*** Opening of TEXT SHOWN ***

COVID-19. The term strikes terror into businessmen and women everywhere. The sickness has created a pandemic that has shuttered stores, stopped up spending, and generally crippled economies across the globe.

Unless you’re one of the few companies that is both large enough and positioned properly to take advantage of the ongoing crisis, your company is likely struggling at the moment. While apathetic leaders can try to hold out for government aid and slide into debt as they try to ride out the storm, proactive entrepreneurs should already looking for ways to make the best of the current situation.

Focus on Inside-Out Growth

With so many variables impacting sales, marketing, and more, it’s wise to start your growth efforts by addressing something that you can control: your internal operations.

Cultivate A Growth Mindset

Concepts like a “growth mindset” and “continual learning” have always been important for the longevity of an enterprise. However, in the ever-evolving 21st-century business landscape, they’ve become absolutely essential to sustained growth.

As you look for ways to grow your business, always begin with the core concept of a growth mindset in your leadership, your staff, and your company as a whole. Are you willing to accept that what worked yesterday may not work today? Are you always striving to improve and build on existing success? Do you encourage your employees to learn new skills on a regular basis?

This is ground zero for building growth in a challenging economy.

Get Organized

If you want to thrive in unknown circumstances, it’s also important that you maintain a lean and mean workplace. You can do this by going over your current operations and looking for any way to cut away the fat.

This may feel harsh, and maybe even brutal at times, but you have to remember that you’re doing so for the long-term benefit of everyone that is depending on you for a product or a paycheck.

The best way to get organized in order to pave the way for sustainable growth is by creating a business growth strategy. This should focus on three different things:

  • Hiring individuals that you can trust to do high-quality work, even when you’re not with them.
  • Delegating said work to others so that you can focus on cultivating growth.

*** Close of TEXT SHOWN ***
*** Opening of DATA ***

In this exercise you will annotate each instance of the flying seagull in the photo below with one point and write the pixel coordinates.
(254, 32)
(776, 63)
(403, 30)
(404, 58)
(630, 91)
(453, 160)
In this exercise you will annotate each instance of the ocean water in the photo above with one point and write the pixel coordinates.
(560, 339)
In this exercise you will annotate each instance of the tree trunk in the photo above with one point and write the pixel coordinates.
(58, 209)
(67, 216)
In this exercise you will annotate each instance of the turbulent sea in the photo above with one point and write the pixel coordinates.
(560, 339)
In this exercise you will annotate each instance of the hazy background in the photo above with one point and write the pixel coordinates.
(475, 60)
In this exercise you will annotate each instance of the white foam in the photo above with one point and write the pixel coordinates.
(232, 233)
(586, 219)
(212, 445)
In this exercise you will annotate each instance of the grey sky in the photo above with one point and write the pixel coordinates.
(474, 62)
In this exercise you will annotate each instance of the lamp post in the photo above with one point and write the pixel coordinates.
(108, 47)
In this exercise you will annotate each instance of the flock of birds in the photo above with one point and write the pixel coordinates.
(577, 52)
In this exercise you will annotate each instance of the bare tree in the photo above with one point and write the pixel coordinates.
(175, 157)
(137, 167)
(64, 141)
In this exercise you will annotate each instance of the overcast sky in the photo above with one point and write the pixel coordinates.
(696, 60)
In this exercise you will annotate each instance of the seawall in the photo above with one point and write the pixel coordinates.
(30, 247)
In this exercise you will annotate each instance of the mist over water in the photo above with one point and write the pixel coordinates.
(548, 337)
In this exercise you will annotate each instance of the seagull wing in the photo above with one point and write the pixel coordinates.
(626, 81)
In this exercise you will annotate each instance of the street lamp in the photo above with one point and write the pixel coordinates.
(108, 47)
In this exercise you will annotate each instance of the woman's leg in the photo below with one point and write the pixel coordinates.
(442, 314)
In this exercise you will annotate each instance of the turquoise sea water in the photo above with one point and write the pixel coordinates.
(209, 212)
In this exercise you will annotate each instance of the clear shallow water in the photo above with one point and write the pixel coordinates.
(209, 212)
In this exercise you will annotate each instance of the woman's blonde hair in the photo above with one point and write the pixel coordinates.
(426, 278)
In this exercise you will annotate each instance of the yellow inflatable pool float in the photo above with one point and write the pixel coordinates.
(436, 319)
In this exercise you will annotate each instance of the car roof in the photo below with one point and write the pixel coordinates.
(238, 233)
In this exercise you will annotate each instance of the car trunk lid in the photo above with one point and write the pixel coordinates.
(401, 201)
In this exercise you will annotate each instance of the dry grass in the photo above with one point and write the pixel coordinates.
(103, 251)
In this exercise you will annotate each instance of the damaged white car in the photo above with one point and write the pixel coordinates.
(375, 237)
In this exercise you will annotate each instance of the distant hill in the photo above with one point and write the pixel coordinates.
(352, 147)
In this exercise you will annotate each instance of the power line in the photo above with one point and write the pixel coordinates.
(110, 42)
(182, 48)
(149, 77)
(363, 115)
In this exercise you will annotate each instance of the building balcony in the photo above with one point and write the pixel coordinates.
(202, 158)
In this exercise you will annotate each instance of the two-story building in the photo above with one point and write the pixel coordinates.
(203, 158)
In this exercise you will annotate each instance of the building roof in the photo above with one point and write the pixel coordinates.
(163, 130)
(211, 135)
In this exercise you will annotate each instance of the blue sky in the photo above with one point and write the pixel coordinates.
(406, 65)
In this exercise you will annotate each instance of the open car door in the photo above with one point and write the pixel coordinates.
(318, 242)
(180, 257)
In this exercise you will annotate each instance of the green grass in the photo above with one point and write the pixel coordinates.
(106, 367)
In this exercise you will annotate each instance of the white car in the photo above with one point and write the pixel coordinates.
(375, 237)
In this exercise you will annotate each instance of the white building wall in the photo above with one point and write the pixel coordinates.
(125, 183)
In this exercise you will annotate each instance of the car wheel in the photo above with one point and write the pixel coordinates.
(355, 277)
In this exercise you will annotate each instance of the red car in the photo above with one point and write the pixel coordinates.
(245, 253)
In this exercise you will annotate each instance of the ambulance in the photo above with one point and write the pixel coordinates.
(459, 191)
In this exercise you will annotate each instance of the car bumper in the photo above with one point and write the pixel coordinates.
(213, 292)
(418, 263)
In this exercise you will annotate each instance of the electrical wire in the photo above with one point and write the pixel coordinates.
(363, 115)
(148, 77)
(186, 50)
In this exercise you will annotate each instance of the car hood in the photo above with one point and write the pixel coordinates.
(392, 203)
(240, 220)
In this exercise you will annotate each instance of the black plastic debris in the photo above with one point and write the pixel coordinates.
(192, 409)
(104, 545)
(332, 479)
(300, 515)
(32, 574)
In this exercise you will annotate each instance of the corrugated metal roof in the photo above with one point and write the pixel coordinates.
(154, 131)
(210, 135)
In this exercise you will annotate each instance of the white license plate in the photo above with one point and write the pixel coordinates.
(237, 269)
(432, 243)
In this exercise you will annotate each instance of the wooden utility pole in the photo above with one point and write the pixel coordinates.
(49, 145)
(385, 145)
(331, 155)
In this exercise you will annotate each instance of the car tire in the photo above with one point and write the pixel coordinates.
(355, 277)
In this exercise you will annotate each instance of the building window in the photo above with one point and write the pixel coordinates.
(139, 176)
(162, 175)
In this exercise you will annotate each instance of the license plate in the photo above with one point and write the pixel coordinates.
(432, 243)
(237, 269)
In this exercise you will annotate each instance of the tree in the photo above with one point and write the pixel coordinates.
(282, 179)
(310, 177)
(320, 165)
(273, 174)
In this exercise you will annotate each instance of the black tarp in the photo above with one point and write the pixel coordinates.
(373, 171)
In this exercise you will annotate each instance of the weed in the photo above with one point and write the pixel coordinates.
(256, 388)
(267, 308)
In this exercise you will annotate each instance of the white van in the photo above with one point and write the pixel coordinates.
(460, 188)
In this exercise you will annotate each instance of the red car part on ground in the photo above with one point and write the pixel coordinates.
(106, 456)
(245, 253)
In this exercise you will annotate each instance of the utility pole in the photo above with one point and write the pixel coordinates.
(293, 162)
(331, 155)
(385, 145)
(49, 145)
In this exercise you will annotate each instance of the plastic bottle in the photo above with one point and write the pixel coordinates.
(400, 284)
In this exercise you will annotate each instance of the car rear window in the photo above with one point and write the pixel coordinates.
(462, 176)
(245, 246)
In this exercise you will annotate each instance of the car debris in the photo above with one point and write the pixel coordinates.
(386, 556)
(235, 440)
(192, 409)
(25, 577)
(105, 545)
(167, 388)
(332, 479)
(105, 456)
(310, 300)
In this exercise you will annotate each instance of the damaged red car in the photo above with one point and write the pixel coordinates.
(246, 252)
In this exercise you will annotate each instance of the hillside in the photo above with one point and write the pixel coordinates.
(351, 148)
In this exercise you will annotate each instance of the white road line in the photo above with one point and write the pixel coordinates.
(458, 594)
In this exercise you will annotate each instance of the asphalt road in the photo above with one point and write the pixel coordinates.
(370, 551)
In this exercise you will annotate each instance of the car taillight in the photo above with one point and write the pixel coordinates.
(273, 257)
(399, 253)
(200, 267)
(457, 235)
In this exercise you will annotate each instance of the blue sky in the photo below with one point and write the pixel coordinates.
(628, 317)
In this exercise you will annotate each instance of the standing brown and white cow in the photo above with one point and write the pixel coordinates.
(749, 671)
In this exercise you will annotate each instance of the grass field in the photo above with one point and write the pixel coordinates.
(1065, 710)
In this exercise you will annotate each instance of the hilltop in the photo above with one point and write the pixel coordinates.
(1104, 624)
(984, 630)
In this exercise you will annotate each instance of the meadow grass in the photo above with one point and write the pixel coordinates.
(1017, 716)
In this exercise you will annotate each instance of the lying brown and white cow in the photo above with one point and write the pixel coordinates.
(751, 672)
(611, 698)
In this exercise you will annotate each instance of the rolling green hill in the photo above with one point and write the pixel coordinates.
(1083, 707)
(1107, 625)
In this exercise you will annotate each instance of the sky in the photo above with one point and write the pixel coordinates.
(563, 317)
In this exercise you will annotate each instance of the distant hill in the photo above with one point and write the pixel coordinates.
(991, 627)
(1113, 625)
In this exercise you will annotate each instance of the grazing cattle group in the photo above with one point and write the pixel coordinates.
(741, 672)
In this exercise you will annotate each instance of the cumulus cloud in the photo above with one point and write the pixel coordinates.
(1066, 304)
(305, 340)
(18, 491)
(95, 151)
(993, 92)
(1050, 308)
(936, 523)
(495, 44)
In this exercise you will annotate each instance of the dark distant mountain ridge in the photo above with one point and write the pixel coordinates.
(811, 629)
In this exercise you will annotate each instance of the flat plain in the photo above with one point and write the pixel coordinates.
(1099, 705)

*** Close of DATA ***

TASK TO COMPLETE –
In the text on business growth during COVID-19, what does the writer advise starting growth efforts by addressing?

SOLUTION TO THIS PROBLEM –
Your internal operations, which are something you can control.